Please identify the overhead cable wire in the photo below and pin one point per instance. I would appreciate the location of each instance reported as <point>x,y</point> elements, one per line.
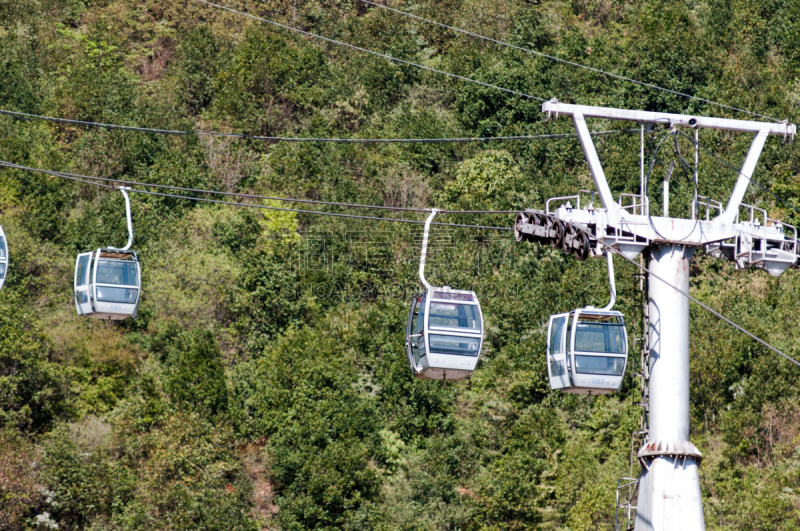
<point>83,179</point>
<point>365,50</point>
<point>564,61</point>
<point>708,308</point>
<point>23,115</point>
<point>249,196</point>
<point>737,170</point>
---+---
REQUIREMENTS: Rescale the entries above: copy out all their lines, including the requests, with every x and y coordinate in the answers multiplied by 0.75 and rounded to a whole number, halves rounded up. Omit the pictures.

WRITTEN ANSWER:
Please identify the overhead cable wire in the photo below and pin one point per instance. I would appreciate the location of each instance reported as <point>x,y</point> elements, one per line.
<point>62,134</point>
<point>274,38</point>
<point>423,46</point>
<point>531,231</point>
<point>17,86</point>
<point>187,147</point>
<point>553,128</point>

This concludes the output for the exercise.